> [Request 1]:
Which two long-term investments does the ecommerce financing passage name?
> [Request 2]:
Format the records as a numbered list, leaving out blank lines. Begin at the line that contains "For every instance of the hooded", stop after the line that contains "x=1311 y=308", and include both of those lines.

> [Document passage]:

Starting and growing an ecommerce company requires a healthy inflow of funds — and that’s where ecommerce financing comes in. Ecommerce financing is the capital that online companies secure to start or grow the business. This type of funding can make it possible to make essential purchases, invest in research and development, cover payroll during lulls, and support any other business goal needing an infusion of cash.  

Both short- and long-term financing can support an ecommerce startup’s success and longevity. Short-term funding — like business credit cards, a business line of credit, and working capital loans — can help meet your business’s immediate needs and ensure smooth daily operations and steady cash flow. Long-term investments, like equity financing and long-term loans, can help fund your company well into the future, while supporting strategic development and sustained growth. 

Finding the right mix of ecommerce financing can help your company grow while maintaining healthy profit margins — so let’s take a look at the options.

How ecommerce financing may benefit your startup 

Wondering if the time has come for your ecommerce business to get a cash injection? Here are the benefits of securing funding for your ecommerce business, plus signs that your startup is ready for financing.

Managing cash flow 

If you’re having trouble managing cash flow, that’s a sign your startup could benefit from financing. Having sufficient working capital will help your company to cover day-to-day operational expenses during slow sales periods, navigate unexpected costs, and prepare for busier sales months, without financial strain. Ecommerce funding can also help bridge the extended cash conversion cycle between upfront stock and inventory purchases and anticipated sales.

(Rows from a pointing dataset)
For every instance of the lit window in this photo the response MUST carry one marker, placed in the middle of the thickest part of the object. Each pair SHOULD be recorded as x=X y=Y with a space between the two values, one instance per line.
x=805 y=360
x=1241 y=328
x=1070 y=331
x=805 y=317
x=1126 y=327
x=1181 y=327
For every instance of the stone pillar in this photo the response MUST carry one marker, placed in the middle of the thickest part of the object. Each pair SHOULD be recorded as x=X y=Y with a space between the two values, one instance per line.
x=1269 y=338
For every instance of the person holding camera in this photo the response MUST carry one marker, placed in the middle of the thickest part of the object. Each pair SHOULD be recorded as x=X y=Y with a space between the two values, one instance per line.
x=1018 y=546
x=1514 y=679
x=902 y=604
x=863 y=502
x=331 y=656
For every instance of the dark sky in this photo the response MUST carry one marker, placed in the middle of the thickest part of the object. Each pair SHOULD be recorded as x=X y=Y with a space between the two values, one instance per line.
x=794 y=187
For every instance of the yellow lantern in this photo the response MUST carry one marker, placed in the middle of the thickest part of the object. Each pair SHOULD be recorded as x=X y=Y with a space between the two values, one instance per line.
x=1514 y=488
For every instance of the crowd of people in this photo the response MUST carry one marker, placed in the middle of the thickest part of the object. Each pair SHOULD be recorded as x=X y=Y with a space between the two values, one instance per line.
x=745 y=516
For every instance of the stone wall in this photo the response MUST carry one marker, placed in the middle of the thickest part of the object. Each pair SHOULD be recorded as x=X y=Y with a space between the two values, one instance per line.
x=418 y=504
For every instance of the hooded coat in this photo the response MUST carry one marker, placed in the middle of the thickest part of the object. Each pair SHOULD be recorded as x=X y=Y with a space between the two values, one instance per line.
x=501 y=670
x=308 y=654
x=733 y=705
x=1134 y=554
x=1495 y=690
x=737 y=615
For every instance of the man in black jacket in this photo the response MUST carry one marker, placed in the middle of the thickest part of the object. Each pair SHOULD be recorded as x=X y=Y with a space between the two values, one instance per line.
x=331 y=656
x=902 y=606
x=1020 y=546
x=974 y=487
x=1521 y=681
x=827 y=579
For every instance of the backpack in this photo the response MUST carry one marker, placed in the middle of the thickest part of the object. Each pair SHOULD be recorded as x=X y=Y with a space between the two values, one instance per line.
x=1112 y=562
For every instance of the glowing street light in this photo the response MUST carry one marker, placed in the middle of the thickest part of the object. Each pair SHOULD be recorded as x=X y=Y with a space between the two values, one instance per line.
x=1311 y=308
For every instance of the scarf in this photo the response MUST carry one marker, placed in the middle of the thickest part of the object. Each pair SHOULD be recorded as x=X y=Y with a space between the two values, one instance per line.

> [Written solution 1]:
Equity financing and long-term loans.

> [Written solution 2]:
1. For every instance of the hooded coat in this photo the response MUST carry one marker, placed in the middle of the thickest part of the object. Each pair SHOULD be recorded as x=X y=Y with a space between the two values, one instance per line.
2. x=501 y=670
3. x=308 y=654
4. x=733 y=705
5. x=1134 y=554
6. x=1495 y=690
7. x=737 y=615
8. For every instance of the man in black jacket in this photo the response MUST carry one marker, placed in the middle of the thickest part of the object. Each pair SHOULD be recorded as x=X y=Y with a space between the two values, one instance per line.
9. x=331 y=656
10. x=902 y=606
11. x=1020 y=546
12. x=974 y=487
13. x=1521 y=681
14. x=827 y=579
15. For every instance of the backpack in this photo the response MUST carry one marker, placed in the middle of the thickest part of the object. Each pair SHOULD be recorded as x=X y=Y with a space between the two values, one instance per line.
16. x=1112 y=562
17. For every instance of the glowing street light in this photo the response MUST carry one marker, placed in the middle of the thickest part of the object. Each pair SHOULD be recorded as x=X y=Y with a space between the two values, one instance per line.
18. x=1311 y=308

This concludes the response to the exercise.